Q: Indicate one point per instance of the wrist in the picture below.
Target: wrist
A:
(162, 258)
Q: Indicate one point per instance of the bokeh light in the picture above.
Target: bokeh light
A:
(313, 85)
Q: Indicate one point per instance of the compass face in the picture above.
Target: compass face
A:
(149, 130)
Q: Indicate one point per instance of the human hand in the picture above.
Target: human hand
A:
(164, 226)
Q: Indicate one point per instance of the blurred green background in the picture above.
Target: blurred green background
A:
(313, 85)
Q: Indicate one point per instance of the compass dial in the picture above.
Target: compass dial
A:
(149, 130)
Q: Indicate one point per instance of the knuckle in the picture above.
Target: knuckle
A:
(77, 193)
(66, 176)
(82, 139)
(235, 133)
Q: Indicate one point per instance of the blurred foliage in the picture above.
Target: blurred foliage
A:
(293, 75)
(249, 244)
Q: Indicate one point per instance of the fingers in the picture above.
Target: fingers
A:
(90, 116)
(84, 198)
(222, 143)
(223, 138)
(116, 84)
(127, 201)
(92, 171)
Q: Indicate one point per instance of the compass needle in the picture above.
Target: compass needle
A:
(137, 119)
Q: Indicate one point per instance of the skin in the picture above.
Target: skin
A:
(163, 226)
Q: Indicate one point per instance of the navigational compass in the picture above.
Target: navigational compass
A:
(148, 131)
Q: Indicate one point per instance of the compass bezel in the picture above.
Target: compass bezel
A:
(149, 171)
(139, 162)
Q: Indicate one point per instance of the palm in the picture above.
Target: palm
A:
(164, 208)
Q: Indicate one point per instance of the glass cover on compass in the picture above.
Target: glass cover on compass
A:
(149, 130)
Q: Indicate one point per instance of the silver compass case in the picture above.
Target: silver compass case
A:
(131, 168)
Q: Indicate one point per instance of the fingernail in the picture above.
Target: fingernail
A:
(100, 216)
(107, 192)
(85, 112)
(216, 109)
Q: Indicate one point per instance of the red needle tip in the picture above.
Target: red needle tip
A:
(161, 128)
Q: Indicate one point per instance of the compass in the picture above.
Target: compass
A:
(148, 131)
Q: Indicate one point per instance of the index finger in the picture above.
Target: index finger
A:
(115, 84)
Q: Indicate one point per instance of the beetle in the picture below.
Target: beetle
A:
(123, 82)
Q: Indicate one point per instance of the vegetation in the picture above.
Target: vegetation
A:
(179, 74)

----

● **Work to be completed**
Set down all of the entries exactly, please.

● **Output of the task**
Q: Indicate one point per instance of the wrist in the picture below.
Target: wrist
A:
(162, 258)
Q: Indicate one point per instance of the bokeh light in the picture above.
Target: bokeh light
A:
(313, 85)
Q: Indicate one point per instance of the compass face in the picture above.
Target: compass face
A:
(149, 130)
Q: Indicate one point per instance of the human hand in the picture above.
Target: human hand
A:
(164, 226)
Q: Indicate one point per instance of the blurred green background in the picture above.
Target: blurred green background
A:
(313, 85)
Q: Indicate one point per instance of the compass dial in the picture above.
Target: compass dial
A:
(149, 130)
Q: Indicate one point per instance of the knuckle in the picture above.
Target: knuckle
A:
(77, 193)
(66, 176)
(82, 139)
(235, 133)
Q: Indicate one point per instance of the blurred foliage in the picture above.
Target: blurred foliage
A:
(293, 75)
(249, 244)
Q: Indicate one point per instance of the fingers in the picture above.
Target: fingers
A:
(90, 116)
(84, 198)
(222, 143)
(223, 138)
(116, 84)
(127, 201)
(92, 171)
Q: Indicate one point per instance of the compass needle in the picture above.
Target: compass needle
A:
(137, 119)
Q: Indicate one point per instance of the skin in the picture above.
Target: skin
A:
(163, 226)
Q: Indicate one point per instance of the navigational compass in the picture above.
Target: navigational compass
A:
(148, 131)
Q: Indicate one point per instance of the compass bezel in the picture above.
Target: compass bezel
A:
(149, 171)
(139, 162)
Q: Indicate one point per instance of the palm in the picture above.
Target: palm
A:
(164, 208)
Q: Indicate one point per instance of the glass cover on compass in the picture above.
Target: glass cover on compass
A:
(149, 130)
Q: Indicate one point per instance of the silver compass case in the picture above.
Target: silver compass case
A:
(131, 168)
Q: Indicate one point per instance of the fingernail in the picture above.
Target: fingernail
A:
(100, 216)
(107, 192)
(85, 112)
(216, 109)
Q: Indicate one point per instance of the red needle tip in the picture above.
Target: red needle tip
A:
(161, 128)
Q: Indicate one point per instance of the compass in the picture above.
Target: compass
A:
(148, 131)
Q: Indicate one point per instance of the index finger in the picture above.
Target: index finger
A:
(115, 84)
Q: Indicate one point per instance of the beetle in the picture below.
Target: beetle
A:
(123, 82)
Q: Indicate one point per instance of the vegetation in the picture above.
Target: vegetation
A:
(179, 74)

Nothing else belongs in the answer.